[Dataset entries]
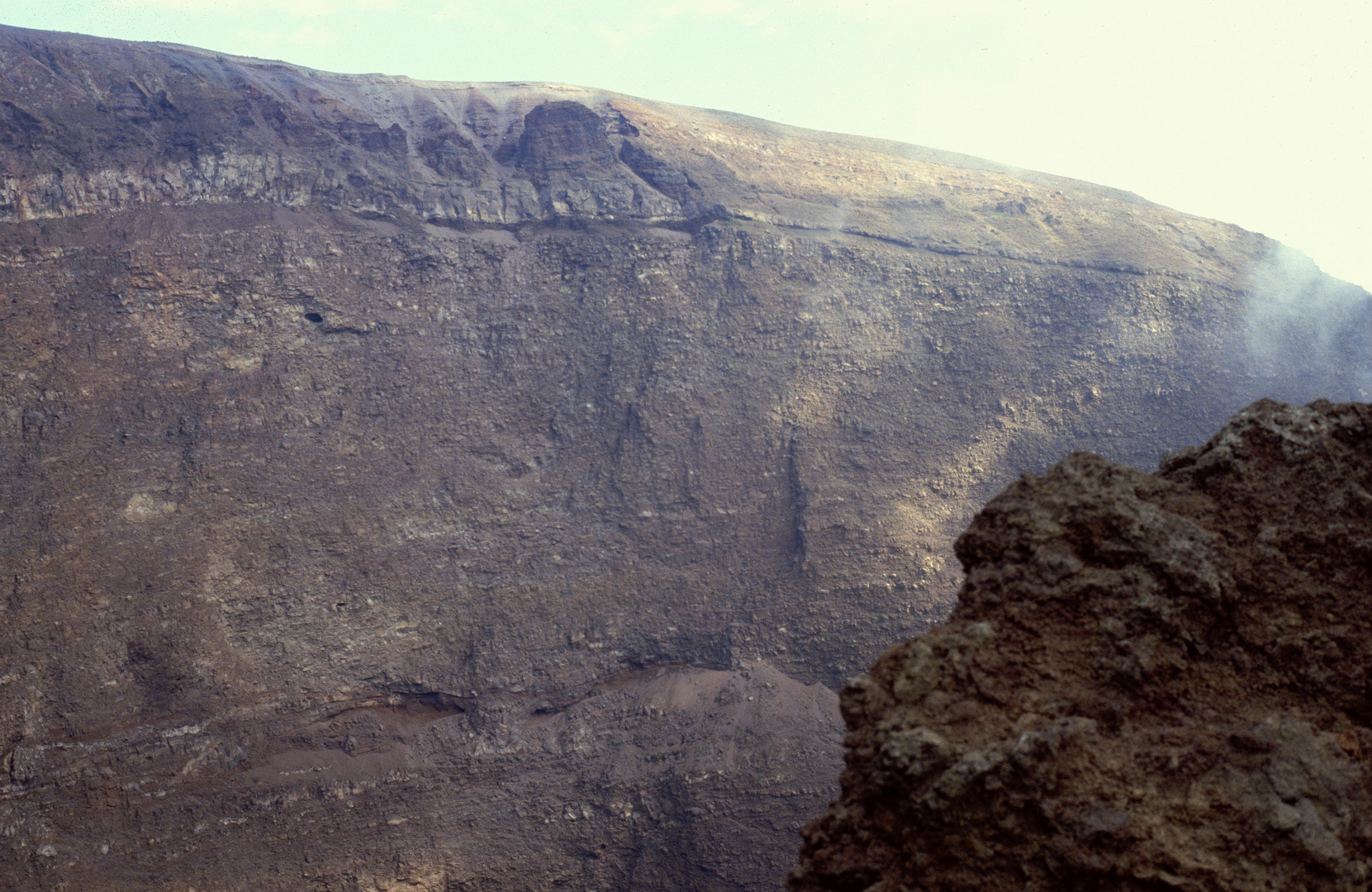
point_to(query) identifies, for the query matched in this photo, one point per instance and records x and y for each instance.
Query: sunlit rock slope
(487, 485)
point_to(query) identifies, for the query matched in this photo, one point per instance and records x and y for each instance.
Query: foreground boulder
(1150, 682)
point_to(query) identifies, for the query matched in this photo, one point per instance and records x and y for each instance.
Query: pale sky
(1256, 113)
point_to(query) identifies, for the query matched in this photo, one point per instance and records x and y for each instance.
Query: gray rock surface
(360, 433)
(1150, 681)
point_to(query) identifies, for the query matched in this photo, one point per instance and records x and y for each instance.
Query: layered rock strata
(380, 460)
(1150, 681)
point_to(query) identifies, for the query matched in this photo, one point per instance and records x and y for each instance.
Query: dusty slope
(429, 416)
(1149, 682)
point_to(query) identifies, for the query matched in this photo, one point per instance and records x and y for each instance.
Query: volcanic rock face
(487, 485)
(1149, 682)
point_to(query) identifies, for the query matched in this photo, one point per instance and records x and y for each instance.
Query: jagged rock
(1149, 682)
(365, 444)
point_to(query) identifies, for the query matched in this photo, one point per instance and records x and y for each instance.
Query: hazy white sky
(1254, 112)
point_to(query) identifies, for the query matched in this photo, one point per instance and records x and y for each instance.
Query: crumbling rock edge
(1150, 682)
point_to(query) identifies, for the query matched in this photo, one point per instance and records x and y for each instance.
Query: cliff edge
(1150, 681)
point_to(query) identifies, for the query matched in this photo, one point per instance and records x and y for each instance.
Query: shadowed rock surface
(487, 485)
(1150, 681)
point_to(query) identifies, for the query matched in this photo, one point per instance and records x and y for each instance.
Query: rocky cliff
(1150, 682)
(487, 485)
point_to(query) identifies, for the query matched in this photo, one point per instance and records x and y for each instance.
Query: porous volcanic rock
(383, 462)
(1150, 682)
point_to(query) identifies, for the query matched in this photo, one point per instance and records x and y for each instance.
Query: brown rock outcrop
(368, 446)
(1149, 682)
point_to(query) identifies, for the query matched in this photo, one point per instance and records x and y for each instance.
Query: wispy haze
(1254, 113)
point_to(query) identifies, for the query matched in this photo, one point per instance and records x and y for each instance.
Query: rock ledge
(1150, 682)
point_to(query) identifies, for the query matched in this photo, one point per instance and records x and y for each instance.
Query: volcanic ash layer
(1150, 682)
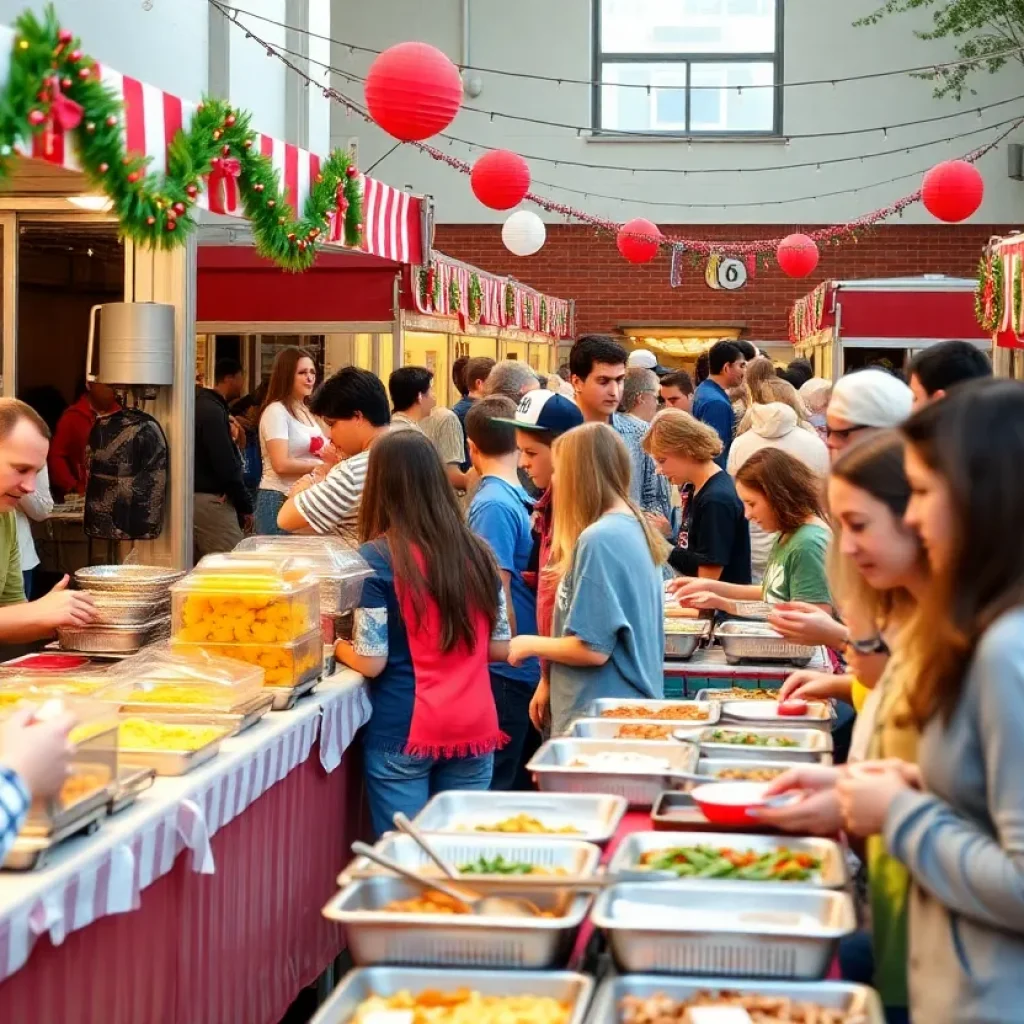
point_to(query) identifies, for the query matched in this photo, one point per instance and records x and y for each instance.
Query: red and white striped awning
(393, 218)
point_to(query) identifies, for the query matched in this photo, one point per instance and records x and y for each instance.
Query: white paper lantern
(523, 233)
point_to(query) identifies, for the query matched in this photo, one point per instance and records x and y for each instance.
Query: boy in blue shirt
(500, 514)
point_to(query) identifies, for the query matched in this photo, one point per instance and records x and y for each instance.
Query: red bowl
(729, 803)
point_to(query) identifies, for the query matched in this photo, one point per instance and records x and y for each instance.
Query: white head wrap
(870, 398)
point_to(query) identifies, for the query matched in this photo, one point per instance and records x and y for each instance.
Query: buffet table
(122, 928)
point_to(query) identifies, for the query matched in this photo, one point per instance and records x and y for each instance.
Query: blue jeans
(401, 782)
(512, 698)
(268, 504)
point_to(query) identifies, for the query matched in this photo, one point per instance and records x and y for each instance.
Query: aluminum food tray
(815, 745)
(598, 708)
(607, 728)
(784, 932)
(359, 984)
(170, 762)
(595, 816)
(624, 864)
(859, 1001)
(741, 643)
(376, 936)
(552, 766)
(574, 859)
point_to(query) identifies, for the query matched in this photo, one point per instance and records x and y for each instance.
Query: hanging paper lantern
(952, 190)
(413, 91)
(500, 179)
(523, 233)
(797, 255)
(633, 245)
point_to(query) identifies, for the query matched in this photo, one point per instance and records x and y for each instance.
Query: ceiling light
(95, 204)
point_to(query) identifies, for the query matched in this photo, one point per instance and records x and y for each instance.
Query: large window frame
(686, 59)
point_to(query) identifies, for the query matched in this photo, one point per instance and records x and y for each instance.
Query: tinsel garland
(53, 88)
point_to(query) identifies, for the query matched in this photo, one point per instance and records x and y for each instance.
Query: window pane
(688, 26)
(732, 105)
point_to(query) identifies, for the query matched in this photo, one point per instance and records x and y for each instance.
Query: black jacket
(218, 462)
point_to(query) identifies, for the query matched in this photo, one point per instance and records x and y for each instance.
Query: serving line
(91, 877)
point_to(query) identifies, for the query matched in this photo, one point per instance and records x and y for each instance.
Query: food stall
(372, 311)
(845, 325)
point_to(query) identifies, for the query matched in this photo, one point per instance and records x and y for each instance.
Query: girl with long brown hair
(607, 635)
(429, 621)
(782, 497)
(292, 443)
(955, 819)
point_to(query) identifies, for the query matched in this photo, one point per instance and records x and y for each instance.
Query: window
(688, 67)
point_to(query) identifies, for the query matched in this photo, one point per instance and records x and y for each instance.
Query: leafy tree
(987, 33)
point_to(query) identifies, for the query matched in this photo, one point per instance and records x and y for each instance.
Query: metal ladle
(491, 906)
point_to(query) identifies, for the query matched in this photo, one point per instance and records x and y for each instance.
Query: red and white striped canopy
(152, 117)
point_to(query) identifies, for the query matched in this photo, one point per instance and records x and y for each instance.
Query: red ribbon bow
(224, 173)
(338, 217)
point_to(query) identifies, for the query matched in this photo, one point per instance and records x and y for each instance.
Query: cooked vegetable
(781, 864)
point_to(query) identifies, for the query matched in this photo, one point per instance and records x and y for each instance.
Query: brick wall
(577, 263)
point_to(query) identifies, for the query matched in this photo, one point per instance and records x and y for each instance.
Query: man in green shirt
(25, 441)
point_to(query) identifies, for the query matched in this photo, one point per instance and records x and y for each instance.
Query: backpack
(126, 488)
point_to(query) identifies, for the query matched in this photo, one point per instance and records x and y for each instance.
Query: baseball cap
(643, 358)
(545, 412)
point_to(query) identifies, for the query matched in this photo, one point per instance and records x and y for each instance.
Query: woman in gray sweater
(958, 826)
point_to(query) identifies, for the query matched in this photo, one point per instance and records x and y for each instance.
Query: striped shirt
(333, 505)
(14, 802)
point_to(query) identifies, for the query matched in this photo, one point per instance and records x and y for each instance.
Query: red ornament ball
(634, 249)
(413, 91)
(798, 255)
(500, 179)
(952, 190)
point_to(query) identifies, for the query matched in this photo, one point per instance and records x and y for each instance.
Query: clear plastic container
(185, 676)
(284, 665)
(235, 600)
(340, 568)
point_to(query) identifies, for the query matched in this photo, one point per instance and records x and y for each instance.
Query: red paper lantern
(952, 190)
(413, 91)
(797, 255)
(632, 243)
(500, 179)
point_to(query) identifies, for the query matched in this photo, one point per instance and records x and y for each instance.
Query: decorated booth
(845, 325)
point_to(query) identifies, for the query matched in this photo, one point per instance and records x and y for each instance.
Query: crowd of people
(522, 545)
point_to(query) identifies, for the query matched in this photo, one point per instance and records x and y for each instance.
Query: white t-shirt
(276, 423)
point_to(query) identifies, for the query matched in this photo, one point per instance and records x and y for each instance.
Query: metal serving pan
(376, 936)
(593, 817)
(361, 983)
(814, 745)
(625, 864)
(712, 709)
(640, 784)
(860, 1004)
(785, 932)
(573, 859)
(757, 642)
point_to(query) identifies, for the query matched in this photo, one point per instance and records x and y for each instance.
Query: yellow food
(243, 617)
(140, 734)
(466, 1006)
(525, 823)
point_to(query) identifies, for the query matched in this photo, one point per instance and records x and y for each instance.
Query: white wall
(554, 38)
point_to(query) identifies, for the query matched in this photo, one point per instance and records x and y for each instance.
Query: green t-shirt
(10, 562)
(796, 569)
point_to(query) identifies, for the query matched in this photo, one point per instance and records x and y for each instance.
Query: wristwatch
(875, 645)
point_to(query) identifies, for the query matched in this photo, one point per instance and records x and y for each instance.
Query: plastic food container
(187, 679)
(230, 600)
(284, 665)
(340, 568)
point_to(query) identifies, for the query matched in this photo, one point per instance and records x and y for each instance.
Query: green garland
(475, 298)
(156, 209)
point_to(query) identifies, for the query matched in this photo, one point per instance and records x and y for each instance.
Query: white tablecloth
(103, 873)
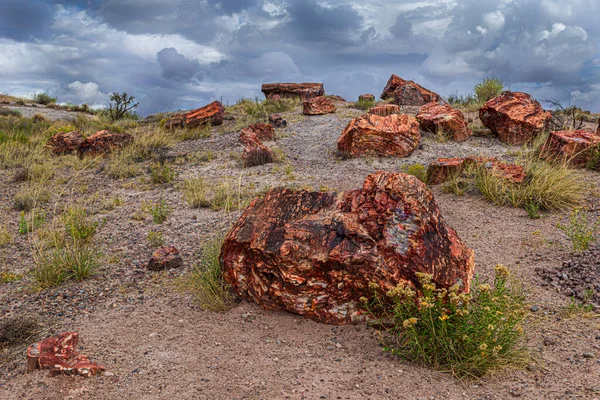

--- EXERCISE AIM ---
Reproduce, with no pictures, the lines from the one containing "Query: plastic food container" to the end of the records above, exactly and inclusively.

--- YOUR RESPONSE ---
Query: plastic food container
(187, 679)
(230, 600)
(284, 665)
(340, 568)
point_to(query) identifies, for the query matched in this photo, one point per instance and records x and y for each instance.
Query: green garland
(475, 298)
(156, 209)
point_to(query) identifies, for the query matched in this photo, one point per instance and records x and y for each instance.
Query: white tablecloth
(103, 873)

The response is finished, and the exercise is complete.